**What is expected**
Print the data exactly, leaving nothing out.

**Data to process**
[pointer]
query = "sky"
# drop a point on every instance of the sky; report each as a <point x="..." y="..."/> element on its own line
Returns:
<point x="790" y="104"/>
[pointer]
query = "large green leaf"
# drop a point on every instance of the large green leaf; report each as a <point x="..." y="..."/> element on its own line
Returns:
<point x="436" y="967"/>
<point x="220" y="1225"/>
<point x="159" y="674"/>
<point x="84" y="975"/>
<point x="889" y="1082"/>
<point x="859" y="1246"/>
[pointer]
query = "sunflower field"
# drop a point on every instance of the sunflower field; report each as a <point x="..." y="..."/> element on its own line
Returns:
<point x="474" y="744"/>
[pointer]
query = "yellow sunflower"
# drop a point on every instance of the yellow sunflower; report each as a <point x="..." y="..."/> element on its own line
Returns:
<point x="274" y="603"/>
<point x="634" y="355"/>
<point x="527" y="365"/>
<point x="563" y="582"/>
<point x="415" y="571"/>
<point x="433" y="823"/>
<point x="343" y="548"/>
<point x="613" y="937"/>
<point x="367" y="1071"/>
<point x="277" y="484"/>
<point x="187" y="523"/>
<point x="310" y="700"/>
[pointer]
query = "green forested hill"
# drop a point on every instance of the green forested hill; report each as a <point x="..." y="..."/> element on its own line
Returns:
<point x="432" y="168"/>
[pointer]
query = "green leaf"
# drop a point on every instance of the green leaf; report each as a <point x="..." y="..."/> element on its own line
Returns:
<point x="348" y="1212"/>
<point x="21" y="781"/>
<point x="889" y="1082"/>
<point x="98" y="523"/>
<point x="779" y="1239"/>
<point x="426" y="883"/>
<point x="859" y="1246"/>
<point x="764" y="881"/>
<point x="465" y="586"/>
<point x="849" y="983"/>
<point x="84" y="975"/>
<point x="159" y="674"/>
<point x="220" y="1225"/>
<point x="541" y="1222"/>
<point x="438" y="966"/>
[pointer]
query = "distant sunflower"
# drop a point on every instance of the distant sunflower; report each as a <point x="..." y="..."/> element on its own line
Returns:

**Result**
[pointer]
query = "sky"
# drop a point on every instance of the sky; report each as a <point x="..." y="..."/> element on its own line
Returns:
<point x="790" y="104"/>
[pointer]
query = "large green leaf"
# drop a point on every instance of the large green leaf; report each as a <point x="..." y="..."/> element on its own line
Returns:
<point x="436" y="967"/>
<point x="220" y="1225"/>
<point x="159" y="674"/>
<point x="84" y="975"/>
<point x="889" y="1082"/>
<point x="859" y="1246"/>
[pointer]
query = "sunflower field"
# drop a point on every instance of the sunflower field; report each as a <point x="..." y="..."/> element on its own line
Returns:
<point x="474" y="744"/>
[pointer]
query = "yellow sunflower"
# drop a point on every instance of the yellow sunflower; report each as a <point x="..." y="..."/> element on its own line
Returns:
<point x="274" y="603"/>
<point x="634" y="355"/>
<point x="527" y="365"/>
<point x="563" y="582"/>
<point x="415" y="571"/>
<point x="433" y="823"/>
<point x="343" y="548"/>
<point x="613" y="937"/>
<point x="367" y="1071"/>
<point x="277" y="484"/>
<point x="187" y="523"/>
<point x="310" y="700"/>
[pointer]
query = "green forested hill"
# drop a point on every instance of the green forested hill; report each as a <point x="..." y="..."/> element on its own line
Returns:
<point x="432" y="168"/>
[pointer]
query = "green leaf"
# drop a point on every instance of the green leaf; report each as a <point x="..." y="..."/> element on its own line
Returns:
<point x="348" y="1212"/>
<point x="21" y="781"/>
<point x="889" y="1082"/>
<point x="98" y="523"/>
<point x="779" y="1239"/>
<point x="426" y="883"/>
<point x="859" y="1246"/>
<point x="764" y="881"/>
<point x="465" y="586"/>
<point x="849" y="983"/>
<point x="84" y="975"/>
<point x="159" y="674"/>
<point x="220" y="1225"/>
<point x="541" y="1222"/>
<point x="438" y="966"/>
[pointer]
query = "distant sunflower"
# drop a point on every instance of the distant sunflower; report each as a <point x="..." y="..."/> element on its own line
Returns:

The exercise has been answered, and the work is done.